_GIVEN EXERCISE A_
Arrange the box-detection records below as a two-column CSV with the columns "prompt" and "coordinates", one row per record. Put each record's text and its answer in a single quoted field, with line breaks replaced by spaces.

_SELECTED EXCERPT_
☆ ☆ ☆ ☆
For forty years, David Sedaris has kept a diary in which he records everything that captures his attention-overheard comments, salacious gossip, soap opera plot twists, secrets confided by total strangers. These observations are the source code for his finest work, and through them he has honed his cunning, surprising sentences.
Now, Sedaris shares his private writings with the world. Theft by Finding, the first of two volumes, is the story of how a drug-abusing dropout with a weakness for the International House of Pancakes and a chronic inability to hold down a real job became one of the funniest people on the planet.
Written with a sharp eye and ear for the bizarre, the beautiful, and the uncomfortable, and with a generosity of spirit that even a misanthropic sense of humor can't fully disguise, Theft By Finding proves that Sedaris is one of our great modern observers. It's a potent reminder that when you're as perceptive and curious as Sedaris, there's no such thing as a boring day.
APPLE BOOKS REVIEW
If you want to read about David Sedaris’ hopes and dreams, look elsewhere. In this collection of diary entries, the famous essayist and humorist trains his dry, self-effacing wit on his bad habits, lousy jobs, and chalk-hurling French teacher. While Sedaris’ exploits aren’t always funny—in his twenties he struggled to find the right balance of quaaludes and meth—the way he writes about them is. This ability to extract humor from even the most embarrassing incidents is his best survival tool, as well as the book's most rewarding lesson.
☆ ☆ ☆ ☆
_EXTRACTED ENTRIES_
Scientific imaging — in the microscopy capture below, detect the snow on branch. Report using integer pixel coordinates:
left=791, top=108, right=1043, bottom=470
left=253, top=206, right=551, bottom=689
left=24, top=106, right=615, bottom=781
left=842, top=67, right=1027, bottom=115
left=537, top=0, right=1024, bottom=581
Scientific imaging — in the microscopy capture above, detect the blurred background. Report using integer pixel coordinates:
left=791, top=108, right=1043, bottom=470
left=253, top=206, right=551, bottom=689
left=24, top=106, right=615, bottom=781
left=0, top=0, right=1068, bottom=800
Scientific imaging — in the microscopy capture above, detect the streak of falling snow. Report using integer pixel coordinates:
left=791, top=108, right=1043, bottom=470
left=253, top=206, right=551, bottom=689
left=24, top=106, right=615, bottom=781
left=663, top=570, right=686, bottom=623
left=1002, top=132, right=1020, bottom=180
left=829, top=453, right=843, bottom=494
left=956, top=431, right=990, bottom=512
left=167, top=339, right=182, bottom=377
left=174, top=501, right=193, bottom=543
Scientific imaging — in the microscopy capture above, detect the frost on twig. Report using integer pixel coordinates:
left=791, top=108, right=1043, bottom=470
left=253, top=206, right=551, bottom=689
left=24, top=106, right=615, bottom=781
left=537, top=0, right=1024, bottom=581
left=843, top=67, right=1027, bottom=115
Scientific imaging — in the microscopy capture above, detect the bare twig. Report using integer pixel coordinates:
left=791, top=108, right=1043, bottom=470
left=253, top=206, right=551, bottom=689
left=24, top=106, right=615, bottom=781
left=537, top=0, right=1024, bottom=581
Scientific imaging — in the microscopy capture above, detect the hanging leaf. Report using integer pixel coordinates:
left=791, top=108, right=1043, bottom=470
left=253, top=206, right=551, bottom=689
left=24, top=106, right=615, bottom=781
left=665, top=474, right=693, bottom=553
☆ ☆ ☆ ☆
_GIVEN EXERCISE B_
Shorten the paragraph in the Theft by Finding description that begins "If you want to read about David Sedaris’ hopes and dreams," keeping its main facts.

_PROBLEM SOLUTION A_
prompt,coordinates
"Scientific imaging — in the microscopy capture below, detect the snow on branch. Report using integer pixel coordinates: left=791, top=108, right=1043, bottom=470 left=253, top=206, right=551, bottom=689 left=24, top=106, right=615, bottom=781","left=842, top=67, right=1027, bottom=115 left=537, top=0, right=1024, bottom=581"
"Scientific imaging — in the microscopy capture above, detect the blurred background. Report using integer pixel coordinates: left=791, top=108, right=1043, bottom=470 left=253, top=206, right=551, bottom=689 left=24, top=106, right=615, bottom=781","left=0, top=0, right=1068, bottom=800"
"Scientific imaging — in the microscopy capture above, detect the streak of falling snow. Report using integer pixel coordinates: left=791, top=108, right=1043, bottom=470 left=253, top=206, right=551, bottom=689 left=24, top=106, right=615, bottom=781","left=663, top=570, right=686, bottom=623 left=1002, top=132, right=1020, bottom=180 left=829, top=453, right=843, bottom=494 left=956, top=431, right=990, bottom=512 left=167, top=339, right=182, bottom=377 left=174, top=501, right=193, bottom=543"
"Scientific imaging — in the microscopy capture above, detect the frost on twig. Report using integer pixel coordinates: left=791, top=108, right=1043, bottom=470 left=253, top=206, right=551, bottom=689 left=24, top=106, right=615, bottom=781","left=537, top=0, right=1024, bottom=581 left=843, top=67, right=1027, bottom=115"
"Scientific imaging — in the microscopy capture above, detect the bare twig. Report using integer pixel coordinates: left=791, top=108, right=1043, bottom=470 left=253, top=206, right=551, bottom=689 left=24, top=106, right=615, bottom=781","left=537, top=0, right=1024, bottom=581"
"Scientific imaging — in the microscopy capture above, detect the hanging leaf. Report using integer pixel coordinates: left=791, top=108, right=1043, bottom=470 left=253, top=206, right=551, bottom=689 left=24, top=106, right=615, bottom=781","left=665, top=474, right=693, bottom=553"

_PROBLEM SOLUTION B_
This diary collection is not about Sedaris’ hopes and dreams. Instead, the essayist and humorist turns his dry, self-effacing wit on his bad habits, lousy jobs, and chalk-hurling French teacher. His exploits, such as struggling in his twenties to find the right balance of quaaludes and meth, aren’t always funny, but his writing about them is. His ability to draw humor from even the most embarrassing incidents is his best survival tool and the book's most rewarding lesson.